Actions to take:
A. In the report on the Rajiv Gandhi assassination convicts, on what date did Tamil Nadu write to the Central government?
B. In the report on the Rajiv Gandhi assassination convicts, rewrite the passage starting at "The state of" and ending at "20 years each.", replacing "convicts" with "prisoners".

Rajiv Gandhi
Rajiv GandhiReuters

The Centre has said it is yet to decide on remitting the prison sentences of the seven convicts in the Rajiv Gandhi assassination case. According to earlier reports, the Centre had rejected Tamil Nadu government's proposal to release the seven convicts serving prison term for the assassination of the former prime minister.

The state of Tamil Nadu had written to the Central government on March 2, 2016 saying that they had already decided to remit the prison sentence of the seven convicts, but were seeking the Centre's opinion as mandated in Section 435 of the Code of Criminal Procedure, the Indian Express reported. The Supreme Court in December 2015 had said that the state government doesn't have the jurisdiction to remit sentences in cases tried under Central law and probed by the Central Bureau of Investigation (CBI). The seven convicts — V Sriharan alias Murugan, AG Perarivalan, T Suthendraraja alias Santhan, Jayakumar, Robert Payas, Ravichandran and Nalini — have served more than 20 years each.

"The process of consultation with the Law Ministry on Tamil Nadu government request is still on. The final decision is yet to be taken," the Ministry of Home Affairs (MHA) was quoted as saying by News18.

Stored items from a collection:
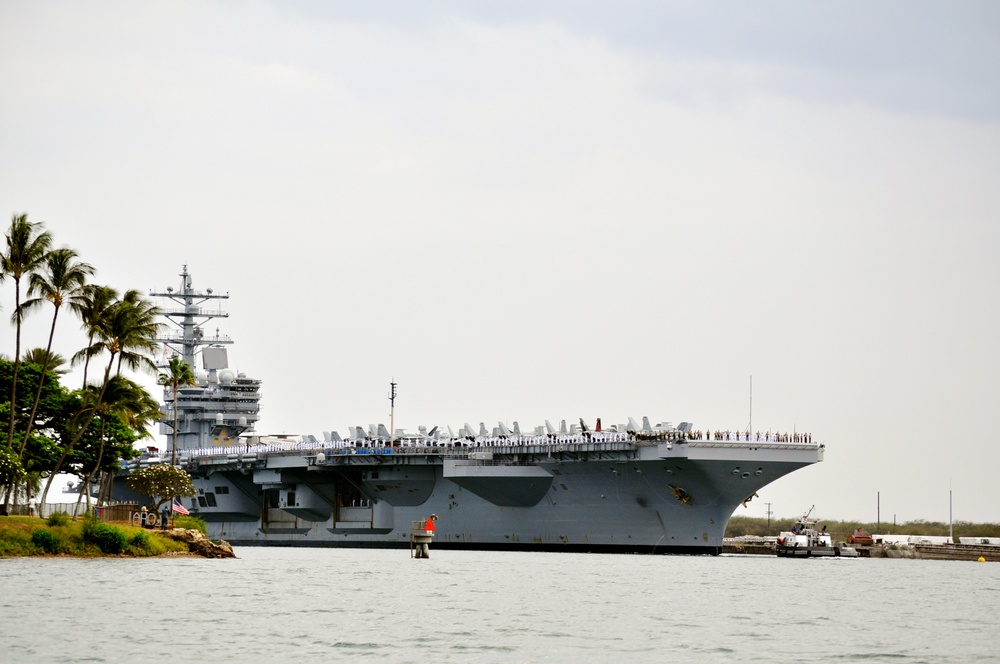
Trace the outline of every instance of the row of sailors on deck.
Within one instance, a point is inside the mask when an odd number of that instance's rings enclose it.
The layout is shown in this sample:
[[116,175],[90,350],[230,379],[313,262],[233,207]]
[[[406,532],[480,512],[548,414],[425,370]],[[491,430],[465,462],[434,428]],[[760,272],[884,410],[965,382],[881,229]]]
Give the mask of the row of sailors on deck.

Per-task outputs:
A. March 2, 2016

B.
The state of Tamil Nadu had written to the Central government on March 2, 2016 saying that they had already decided to remit the prison sentence of the seven prisoners, but were seeking the Centre's opinion as mandated in Section 435 of the Code of Criminal Procedure, the Indian Express reported. The Supreme Court in December 2015 had said that the state government doesn't have the jurisdiction to remit sentences in cases tried under Central law and probed by the Central Bureau of Investigation (CBI). The seven prisoners — V Sriharan alias Murugan, AG Perarivalan, T Suthendraraja alias Santhan, Jayakumar, Robert Payas, Ravichandran and Nalini — have served more than 20 years each.